> [Task goal]
Each line in the entries that has the word "leaf" has to be copied.

══ Given entries ══

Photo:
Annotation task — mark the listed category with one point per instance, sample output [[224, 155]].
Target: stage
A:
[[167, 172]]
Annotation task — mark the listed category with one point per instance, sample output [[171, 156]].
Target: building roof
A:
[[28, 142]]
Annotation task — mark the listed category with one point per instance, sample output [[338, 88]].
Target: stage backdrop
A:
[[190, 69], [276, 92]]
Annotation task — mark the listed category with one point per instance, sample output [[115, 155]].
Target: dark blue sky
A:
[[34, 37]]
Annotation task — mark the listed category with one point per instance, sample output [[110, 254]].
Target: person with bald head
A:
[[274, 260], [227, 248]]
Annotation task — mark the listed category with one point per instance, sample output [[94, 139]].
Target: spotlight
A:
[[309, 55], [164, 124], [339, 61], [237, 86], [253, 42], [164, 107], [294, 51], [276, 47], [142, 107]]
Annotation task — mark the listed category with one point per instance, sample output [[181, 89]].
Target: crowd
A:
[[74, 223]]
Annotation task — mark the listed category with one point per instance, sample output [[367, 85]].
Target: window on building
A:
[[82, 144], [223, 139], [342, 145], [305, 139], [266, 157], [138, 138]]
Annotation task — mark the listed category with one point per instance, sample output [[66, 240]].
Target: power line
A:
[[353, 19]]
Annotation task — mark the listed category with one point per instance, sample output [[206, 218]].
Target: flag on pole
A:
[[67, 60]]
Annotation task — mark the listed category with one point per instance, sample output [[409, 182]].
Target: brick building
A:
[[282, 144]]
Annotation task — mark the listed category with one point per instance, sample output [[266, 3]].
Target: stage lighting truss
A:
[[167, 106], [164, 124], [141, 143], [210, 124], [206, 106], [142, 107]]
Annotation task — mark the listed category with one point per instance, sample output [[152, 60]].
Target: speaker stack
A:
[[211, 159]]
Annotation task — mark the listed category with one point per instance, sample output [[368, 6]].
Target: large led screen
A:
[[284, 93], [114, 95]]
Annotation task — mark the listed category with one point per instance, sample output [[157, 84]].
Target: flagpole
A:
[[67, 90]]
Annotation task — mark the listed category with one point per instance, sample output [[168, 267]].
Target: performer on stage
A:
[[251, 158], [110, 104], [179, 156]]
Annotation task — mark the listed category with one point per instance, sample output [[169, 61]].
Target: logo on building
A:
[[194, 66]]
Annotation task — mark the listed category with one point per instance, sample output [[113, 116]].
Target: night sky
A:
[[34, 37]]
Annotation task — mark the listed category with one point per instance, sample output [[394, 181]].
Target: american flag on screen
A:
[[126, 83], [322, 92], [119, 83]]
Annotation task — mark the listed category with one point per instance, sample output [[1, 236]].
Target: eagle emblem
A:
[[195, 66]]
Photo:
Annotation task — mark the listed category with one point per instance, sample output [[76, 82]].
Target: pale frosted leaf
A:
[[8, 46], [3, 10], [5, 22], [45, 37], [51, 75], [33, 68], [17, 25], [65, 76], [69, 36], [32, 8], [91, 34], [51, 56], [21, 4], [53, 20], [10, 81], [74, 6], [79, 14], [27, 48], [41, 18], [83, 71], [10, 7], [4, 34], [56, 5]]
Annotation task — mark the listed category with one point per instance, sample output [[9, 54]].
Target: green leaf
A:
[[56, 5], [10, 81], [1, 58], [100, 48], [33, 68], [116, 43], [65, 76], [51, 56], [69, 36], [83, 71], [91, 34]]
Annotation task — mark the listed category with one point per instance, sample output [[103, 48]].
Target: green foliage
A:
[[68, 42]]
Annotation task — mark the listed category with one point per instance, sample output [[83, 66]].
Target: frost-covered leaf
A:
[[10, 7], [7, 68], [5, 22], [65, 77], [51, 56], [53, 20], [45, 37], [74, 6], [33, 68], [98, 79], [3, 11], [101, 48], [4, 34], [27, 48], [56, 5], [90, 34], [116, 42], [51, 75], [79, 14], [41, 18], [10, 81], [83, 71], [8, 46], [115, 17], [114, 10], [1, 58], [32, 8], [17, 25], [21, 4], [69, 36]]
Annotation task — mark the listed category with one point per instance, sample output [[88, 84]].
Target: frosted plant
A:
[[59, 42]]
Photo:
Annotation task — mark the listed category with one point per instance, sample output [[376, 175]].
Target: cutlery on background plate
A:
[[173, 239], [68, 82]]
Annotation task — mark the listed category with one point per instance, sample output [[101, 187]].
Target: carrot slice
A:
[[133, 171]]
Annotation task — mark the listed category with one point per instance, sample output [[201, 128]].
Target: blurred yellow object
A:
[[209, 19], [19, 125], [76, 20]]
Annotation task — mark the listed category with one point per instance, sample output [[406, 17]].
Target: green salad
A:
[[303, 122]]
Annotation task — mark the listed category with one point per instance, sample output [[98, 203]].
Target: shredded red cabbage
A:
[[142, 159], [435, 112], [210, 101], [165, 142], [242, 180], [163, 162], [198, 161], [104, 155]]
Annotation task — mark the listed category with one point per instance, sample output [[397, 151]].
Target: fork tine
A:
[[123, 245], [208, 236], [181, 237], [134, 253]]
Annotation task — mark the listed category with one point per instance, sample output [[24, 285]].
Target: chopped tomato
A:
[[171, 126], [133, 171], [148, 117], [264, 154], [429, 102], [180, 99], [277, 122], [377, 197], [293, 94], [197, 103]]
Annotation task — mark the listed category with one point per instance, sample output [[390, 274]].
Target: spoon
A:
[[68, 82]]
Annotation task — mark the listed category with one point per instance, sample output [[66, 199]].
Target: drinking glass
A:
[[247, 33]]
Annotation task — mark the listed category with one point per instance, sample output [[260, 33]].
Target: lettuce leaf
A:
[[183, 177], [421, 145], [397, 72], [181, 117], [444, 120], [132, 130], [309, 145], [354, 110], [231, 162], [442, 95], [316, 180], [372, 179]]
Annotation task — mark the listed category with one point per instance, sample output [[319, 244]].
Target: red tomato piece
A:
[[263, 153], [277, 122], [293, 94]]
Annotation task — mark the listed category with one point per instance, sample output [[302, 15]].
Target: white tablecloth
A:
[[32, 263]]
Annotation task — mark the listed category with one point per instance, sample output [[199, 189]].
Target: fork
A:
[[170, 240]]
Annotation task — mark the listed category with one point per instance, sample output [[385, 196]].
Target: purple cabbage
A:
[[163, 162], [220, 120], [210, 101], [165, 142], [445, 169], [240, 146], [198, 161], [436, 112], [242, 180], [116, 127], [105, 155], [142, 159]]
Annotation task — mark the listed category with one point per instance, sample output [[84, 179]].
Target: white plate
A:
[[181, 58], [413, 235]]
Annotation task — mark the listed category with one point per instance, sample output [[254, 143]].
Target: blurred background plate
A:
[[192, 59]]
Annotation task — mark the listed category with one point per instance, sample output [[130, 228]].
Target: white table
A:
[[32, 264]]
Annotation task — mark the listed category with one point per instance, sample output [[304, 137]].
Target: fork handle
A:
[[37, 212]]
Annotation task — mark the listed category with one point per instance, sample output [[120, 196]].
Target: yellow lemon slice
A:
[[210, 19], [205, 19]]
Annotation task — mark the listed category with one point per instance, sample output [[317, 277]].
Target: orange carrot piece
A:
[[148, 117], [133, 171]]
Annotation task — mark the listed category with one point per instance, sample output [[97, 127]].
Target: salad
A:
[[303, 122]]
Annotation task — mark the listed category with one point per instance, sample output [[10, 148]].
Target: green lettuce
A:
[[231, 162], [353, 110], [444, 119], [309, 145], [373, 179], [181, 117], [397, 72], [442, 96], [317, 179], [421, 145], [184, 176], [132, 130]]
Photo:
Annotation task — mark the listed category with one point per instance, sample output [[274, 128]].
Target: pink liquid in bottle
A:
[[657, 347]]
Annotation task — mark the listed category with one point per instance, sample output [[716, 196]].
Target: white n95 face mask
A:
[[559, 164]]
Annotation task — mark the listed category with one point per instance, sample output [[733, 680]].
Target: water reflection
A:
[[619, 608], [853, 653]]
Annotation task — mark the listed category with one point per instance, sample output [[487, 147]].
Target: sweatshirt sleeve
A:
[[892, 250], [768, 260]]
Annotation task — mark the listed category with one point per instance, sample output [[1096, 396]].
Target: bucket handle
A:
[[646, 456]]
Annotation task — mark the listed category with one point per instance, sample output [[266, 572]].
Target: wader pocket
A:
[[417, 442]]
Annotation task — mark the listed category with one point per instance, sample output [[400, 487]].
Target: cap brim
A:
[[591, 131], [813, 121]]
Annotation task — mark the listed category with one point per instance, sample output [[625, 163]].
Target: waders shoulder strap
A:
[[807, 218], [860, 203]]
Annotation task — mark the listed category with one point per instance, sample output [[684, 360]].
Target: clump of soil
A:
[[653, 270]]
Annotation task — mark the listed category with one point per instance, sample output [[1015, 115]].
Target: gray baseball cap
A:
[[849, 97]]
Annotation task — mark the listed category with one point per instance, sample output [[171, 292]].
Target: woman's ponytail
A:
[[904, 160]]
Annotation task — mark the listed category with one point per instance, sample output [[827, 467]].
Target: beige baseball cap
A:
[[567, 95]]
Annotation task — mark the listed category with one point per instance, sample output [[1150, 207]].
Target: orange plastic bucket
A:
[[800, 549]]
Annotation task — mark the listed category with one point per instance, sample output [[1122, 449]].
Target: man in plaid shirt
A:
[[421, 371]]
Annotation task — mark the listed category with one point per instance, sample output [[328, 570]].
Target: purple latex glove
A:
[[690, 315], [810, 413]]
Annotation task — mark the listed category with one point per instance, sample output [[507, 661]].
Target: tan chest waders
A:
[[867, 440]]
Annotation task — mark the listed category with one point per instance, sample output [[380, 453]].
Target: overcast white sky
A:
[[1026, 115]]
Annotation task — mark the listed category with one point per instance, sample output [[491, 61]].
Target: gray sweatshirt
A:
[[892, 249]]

═══
══ Given entries ══

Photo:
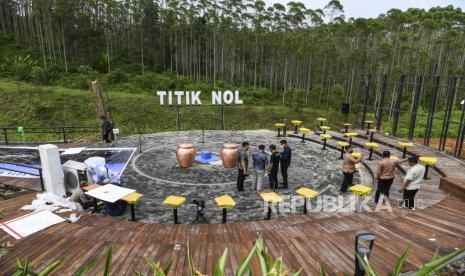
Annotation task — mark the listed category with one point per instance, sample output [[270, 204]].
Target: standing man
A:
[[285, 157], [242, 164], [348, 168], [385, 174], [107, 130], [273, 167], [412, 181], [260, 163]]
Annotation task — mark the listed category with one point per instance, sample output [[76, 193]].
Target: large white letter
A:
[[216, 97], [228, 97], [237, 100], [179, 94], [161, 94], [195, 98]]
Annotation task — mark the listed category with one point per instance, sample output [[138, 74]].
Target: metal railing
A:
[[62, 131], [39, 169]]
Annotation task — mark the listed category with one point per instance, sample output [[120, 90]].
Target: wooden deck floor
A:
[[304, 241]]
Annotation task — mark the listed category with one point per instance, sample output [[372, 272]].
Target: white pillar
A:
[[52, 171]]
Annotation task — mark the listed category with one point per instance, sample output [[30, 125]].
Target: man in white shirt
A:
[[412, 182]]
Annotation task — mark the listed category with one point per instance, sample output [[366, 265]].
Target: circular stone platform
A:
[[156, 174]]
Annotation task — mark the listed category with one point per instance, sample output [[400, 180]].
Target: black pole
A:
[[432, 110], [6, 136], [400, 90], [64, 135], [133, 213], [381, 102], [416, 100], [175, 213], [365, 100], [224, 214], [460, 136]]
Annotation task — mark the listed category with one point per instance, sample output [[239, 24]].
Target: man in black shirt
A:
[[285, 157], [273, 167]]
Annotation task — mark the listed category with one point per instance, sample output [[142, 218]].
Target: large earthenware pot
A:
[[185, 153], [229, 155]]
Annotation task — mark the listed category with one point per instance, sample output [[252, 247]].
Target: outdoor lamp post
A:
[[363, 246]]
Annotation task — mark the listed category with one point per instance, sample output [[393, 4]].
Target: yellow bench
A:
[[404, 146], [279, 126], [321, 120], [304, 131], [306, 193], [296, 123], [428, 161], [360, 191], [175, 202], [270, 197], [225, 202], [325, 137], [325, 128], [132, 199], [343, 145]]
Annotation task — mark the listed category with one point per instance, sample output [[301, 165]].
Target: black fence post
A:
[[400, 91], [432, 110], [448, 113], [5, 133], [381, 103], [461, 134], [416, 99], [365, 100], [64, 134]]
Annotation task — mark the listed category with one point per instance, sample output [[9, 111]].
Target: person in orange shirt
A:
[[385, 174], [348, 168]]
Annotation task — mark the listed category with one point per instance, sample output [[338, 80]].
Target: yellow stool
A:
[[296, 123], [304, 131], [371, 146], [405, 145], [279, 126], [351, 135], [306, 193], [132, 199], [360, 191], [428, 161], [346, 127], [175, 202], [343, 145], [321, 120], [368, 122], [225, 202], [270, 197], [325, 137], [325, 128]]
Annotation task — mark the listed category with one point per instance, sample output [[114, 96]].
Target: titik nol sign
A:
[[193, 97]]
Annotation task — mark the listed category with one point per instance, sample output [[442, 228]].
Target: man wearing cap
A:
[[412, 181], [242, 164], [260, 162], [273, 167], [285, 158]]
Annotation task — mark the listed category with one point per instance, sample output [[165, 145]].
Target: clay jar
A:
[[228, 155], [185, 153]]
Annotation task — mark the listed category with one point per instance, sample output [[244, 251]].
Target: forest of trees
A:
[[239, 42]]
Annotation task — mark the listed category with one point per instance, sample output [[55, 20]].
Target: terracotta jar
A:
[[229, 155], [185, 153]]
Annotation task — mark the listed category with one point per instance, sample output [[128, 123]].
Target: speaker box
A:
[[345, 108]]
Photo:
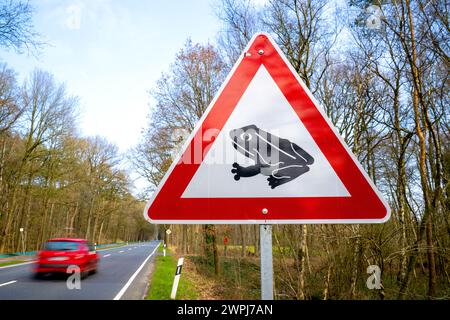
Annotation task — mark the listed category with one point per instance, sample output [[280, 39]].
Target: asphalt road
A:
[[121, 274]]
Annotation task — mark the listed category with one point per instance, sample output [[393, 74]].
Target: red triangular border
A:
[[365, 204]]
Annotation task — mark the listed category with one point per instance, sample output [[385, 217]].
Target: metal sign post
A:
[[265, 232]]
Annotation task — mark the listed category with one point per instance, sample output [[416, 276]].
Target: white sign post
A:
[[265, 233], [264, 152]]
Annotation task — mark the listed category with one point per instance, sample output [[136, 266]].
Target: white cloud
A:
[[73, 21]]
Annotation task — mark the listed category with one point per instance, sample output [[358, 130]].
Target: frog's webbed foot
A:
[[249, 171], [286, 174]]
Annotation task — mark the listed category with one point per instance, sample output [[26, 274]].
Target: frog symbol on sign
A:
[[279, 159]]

═══

> [Written solution]
Target: pale frosted leaf
Target: green leaf
Target: frost-covered leaf
Target: lettuce leaf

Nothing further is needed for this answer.